- _Task details_
Repeat the entries below word for word, though any picture in them should be dropped.

- _Records provided_
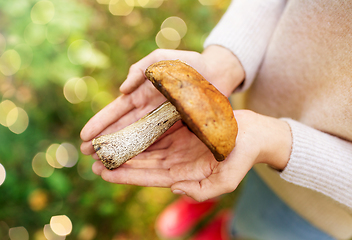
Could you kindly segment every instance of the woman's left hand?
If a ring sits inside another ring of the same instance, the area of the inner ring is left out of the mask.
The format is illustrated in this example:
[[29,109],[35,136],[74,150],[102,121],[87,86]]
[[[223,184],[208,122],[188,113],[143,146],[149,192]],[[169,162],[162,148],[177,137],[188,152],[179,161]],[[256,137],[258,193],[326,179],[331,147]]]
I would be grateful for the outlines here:
[[121,167],[111,171],[97,161],[93,171],[108,182],[170,187],[175,194],[205,201],[234,191],[257,163],[283,170],[291,153],[289,125],[248,110],[234,114],[238,123],[236,146],[222,162],[217,162],[210,150],[183,126]]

- _Written solution_
Could you kindly segment every instance of the woman's left hand?
If a ring sits inside another ring of the same instance, the area of the inner ring is left out of the mask.
The format is illustrated in this example:
[[29,109],[35,136],[74,150],[102,121],[87,86]]
[[[223,184],[208,122],[188,113],[143,146],[149,192]],[[169,162],[162,148],[177,137],[188,152],[179,161]],[[256,137],[258,193],[326,179],[331,147]]]
I would be grateful for the outlines here:
[[121,167],[111,171],[97,161],[93,171],[108,182],[170,187],[175,194],[205,201],[234,191],[257,163],[283,170],[291,153],[289,125],[248,110],[234,114],[238,123],[236,146],[222,162],[217,162],[210,150],[183,126]]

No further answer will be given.